WORK ITEM >> Where a line contains the word "face", copy that line from the records below.

PROVIDED DATA >>
-.-.-

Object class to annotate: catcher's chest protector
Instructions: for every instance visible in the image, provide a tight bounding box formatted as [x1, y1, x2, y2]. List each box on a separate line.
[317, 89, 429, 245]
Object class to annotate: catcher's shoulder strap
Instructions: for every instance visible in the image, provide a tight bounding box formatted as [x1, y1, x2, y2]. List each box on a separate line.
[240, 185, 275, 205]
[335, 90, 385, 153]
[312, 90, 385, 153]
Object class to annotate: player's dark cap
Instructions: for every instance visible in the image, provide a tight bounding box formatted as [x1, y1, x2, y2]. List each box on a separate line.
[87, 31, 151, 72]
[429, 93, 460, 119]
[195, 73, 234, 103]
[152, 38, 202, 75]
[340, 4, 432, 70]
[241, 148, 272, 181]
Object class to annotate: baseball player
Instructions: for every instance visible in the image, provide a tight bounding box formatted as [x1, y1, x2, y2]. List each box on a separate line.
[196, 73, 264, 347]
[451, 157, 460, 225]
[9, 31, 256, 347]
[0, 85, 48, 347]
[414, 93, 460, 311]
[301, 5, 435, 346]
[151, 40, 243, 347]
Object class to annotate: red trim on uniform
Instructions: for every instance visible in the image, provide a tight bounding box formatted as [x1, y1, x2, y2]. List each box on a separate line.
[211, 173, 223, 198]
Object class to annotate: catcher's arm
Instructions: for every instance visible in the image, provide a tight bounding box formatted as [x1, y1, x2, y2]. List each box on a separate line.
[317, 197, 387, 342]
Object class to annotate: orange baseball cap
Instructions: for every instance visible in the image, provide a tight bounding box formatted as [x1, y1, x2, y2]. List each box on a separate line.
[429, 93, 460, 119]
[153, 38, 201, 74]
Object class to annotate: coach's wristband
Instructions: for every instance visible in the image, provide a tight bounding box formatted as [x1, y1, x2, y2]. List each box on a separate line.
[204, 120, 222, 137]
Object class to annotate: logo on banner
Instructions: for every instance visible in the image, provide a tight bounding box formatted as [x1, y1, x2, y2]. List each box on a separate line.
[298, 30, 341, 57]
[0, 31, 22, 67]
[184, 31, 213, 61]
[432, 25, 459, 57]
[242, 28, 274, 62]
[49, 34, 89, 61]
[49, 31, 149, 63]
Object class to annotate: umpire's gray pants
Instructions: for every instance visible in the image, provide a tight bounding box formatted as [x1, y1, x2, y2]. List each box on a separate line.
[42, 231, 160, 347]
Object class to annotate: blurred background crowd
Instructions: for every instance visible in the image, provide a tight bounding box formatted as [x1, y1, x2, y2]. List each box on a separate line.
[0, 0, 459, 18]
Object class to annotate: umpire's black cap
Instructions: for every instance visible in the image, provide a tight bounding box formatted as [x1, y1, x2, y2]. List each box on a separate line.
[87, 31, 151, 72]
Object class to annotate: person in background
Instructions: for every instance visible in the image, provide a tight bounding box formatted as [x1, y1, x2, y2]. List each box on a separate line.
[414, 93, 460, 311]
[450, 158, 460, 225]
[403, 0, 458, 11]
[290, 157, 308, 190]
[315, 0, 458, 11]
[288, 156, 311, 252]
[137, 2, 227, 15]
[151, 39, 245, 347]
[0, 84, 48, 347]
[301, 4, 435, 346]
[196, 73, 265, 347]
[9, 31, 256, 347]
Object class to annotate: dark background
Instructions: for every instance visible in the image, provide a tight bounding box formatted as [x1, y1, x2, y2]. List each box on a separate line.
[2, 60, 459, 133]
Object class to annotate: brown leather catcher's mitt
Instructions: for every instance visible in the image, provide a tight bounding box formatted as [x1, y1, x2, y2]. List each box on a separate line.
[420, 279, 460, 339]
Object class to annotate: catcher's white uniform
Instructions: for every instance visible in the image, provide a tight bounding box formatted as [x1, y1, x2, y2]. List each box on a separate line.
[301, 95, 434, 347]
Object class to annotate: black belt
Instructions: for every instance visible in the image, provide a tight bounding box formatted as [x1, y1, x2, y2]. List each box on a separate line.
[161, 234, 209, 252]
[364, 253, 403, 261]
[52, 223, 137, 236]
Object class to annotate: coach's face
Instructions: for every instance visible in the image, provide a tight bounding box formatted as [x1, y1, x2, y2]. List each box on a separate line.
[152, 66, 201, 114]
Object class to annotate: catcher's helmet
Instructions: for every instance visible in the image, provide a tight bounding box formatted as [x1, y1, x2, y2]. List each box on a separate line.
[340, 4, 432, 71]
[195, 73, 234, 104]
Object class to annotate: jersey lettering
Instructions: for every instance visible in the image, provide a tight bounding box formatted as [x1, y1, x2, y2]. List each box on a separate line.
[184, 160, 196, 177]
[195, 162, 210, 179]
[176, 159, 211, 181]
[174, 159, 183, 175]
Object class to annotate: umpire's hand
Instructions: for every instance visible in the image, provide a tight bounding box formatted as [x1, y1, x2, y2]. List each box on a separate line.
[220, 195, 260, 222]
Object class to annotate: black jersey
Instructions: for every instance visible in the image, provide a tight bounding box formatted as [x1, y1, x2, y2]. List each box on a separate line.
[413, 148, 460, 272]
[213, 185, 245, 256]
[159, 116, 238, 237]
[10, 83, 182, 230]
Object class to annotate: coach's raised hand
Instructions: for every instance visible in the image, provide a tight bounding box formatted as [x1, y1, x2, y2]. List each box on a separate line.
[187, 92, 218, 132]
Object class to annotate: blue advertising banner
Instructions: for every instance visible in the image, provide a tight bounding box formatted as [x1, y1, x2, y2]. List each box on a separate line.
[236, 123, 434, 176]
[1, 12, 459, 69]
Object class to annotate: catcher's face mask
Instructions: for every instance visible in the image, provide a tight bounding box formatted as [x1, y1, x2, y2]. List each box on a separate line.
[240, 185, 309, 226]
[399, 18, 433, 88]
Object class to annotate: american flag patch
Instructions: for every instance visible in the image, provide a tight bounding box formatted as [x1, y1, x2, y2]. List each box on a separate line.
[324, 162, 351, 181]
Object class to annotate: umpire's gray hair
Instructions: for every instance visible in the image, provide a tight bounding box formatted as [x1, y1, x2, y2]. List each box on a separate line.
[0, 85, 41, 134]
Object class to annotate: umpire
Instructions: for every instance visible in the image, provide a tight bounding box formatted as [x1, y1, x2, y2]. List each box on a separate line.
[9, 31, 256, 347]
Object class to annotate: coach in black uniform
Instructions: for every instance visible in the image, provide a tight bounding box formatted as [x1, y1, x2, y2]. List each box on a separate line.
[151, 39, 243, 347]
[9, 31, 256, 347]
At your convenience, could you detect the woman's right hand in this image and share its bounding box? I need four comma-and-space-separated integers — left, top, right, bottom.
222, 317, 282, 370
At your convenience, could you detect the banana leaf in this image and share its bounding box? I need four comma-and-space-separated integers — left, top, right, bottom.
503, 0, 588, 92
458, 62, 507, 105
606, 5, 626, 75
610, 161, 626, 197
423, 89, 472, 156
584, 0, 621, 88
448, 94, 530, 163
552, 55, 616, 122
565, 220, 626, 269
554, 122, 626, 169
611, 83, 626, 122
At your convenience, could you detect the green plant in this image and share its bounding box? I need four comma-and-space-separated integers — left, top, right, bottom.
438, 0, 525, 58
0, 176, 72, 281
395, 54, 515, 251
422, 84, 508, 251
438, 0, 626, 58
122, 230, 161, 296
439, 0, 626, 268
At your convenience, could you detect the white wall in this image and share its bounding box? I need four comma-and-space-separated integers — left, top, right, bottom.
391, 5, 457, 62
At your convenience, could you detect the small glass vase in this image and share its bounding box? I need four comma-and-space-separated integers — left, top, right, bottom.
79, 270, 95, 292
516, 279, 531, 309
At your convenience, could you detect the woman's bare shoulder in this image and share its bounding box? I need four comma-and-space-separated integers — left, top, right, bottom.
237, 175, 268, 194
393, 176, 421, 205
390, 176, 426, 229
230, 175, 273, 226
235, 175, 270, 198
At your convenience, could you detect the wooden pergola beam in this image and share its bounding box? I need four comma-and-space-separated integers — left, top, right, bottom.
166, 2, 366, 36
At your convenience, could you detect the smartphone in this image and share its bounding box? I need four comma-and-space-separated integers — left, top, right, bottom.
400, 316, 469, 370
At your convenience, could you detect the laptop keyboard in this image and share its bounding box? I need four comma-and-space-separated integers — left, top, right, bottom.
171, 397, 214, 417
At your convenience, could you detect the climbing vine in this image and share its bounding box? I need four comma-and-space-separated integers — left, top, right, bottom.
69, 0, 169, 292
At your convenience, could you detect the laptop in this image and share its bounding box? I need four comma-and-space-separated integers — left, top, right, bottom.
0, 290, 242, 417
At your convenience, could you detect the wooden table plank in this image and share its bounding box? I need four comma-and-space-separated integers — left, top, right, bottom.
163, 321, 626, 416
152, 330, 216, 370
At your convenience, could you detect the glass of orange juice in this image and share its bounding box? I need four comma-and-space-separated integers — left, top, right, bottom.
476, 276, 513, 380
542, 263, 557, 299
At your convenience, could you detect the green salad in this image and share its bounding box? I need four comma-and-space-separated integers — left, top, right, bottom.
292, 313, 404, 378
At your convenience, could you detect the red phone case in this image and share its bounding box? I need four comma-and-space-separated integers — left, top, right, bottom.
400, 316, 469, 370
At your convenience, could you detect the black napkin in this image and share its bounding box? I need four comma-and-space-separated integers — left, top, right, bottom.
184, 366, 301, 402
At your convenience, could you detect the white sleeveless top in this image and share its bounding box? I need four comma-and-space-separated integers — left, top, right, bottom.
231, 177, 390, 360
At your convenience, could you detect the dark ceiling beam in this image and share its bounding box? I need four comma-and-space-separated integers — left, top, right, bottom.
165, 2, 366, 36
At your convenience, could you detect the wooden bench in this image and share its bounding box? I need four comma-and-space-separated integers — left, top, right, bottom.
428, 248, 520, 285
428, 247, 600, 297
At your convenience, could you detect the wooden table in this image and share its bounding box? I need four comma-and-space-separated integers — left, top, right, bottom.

-.-.-

ANSWER BOX >>
Object class to annotate: coach's face
Object class to annotate: catcher's face mask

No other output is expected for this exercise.